Provided data:
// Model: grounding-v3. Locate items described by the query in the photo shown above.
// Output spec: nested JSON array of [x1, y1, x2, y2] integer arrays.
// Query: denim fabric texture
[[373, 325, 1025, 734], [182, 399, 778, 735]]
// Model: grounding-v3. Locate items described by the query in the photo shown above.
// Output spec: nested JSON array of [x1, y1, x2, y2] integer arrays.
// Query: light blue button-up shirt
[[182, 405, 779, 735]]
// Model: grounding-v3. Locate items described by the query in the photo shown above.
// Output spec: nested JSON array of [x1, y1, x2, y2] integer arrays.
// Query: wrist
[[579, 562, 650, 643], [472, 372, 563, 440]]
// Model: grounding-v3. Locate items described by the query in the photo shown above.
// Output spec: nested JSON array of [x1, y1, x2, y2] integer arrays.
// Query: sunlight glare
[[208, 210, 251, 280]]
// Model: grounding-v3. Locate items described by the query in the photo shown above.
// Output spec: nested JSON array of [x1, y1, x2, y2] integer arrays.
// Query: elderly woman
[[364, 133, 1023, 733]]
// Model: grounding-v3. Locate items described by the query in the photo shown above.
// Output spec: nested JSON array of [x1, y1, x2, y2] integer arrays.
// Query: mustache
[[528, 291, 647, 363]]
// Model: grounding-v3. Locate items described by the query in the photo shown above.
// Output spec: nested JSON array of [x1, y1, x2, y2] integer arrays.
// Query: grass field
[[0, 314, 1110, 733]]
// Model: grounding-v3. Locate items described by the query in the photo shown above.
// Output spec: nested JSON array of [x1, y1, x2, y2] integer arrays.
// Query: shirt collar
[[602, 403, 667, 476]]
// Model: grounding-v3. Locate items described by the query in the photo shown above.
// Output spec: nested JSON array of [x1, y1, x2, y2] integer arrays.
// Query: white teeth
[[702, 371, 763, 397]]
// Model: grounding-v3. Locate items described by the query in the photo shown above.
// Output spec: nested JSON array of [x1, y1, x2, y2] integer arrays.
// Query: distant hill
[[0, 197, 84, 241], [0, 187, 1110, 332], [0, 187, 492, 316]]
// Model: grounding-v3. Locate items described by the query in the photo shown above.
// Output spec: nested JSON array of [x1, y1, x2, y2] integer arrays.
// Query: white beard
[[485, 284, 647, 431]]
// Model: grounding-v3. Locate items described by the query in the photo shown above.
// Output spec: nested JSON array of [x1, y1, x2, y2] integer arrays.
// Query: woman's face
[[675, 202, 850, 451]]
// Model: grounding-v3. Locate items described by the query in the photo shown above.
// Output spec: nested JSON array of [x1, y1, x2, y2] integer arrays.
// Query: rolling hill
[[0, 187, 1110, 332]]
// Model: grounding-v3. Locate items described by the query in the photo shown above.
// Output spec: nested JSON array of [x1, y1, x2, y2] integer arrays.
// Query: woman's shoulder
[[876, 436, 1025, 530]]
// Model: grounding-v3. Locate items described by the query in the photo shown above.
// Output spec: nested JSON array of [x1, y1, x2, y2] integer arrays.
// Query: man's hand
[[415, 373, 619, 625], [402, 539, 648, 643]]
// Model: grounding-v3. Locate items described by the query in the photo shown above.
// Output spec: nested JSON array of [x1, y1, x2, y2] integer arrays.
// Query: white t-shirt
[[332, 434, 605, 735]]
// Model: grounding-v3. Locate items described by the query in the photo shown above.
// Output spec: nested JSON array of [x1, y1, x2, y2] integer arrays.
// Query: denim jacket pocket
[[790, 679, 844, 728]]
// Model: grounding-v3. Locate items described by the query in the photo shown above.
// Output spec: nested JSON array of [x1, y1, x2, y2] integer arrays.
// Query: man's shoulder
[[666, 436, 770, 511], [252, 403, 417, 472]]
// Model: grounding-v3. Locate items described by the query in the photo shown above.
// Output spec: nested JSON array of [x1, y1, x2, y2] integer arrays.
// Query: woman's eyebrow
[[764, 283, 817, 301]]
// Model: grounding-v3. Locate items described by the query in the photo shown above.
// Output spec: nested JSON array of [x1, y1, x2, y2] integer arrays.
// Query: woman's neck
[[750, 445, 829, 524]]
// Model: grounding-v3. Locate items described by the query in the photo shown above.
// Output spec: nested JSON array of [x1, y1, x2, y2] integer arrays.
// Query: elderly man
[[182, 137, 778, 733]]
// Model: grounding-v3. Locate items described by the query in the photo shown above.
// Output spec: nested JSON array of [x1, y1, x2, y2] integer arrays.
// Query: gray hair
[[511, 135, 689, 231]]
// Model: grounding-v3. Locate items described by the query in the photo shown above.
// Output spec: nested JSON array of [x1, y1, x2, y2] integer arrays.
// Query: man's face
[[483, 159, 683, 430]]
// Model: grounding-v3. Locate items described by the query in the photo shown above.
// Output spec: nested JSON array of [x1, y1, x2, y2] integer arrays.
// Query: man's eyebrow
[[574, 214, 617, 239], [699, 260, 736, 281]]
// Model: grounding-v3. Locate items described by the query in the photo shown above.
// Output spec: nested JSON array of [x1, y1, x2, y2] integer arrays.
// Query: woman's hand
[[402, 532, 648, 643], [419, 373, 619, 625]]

Directive: Collect every line above that contains the word "shoulder".

Finished task:
// Query: woman's shoulder
// Query: man's shoulder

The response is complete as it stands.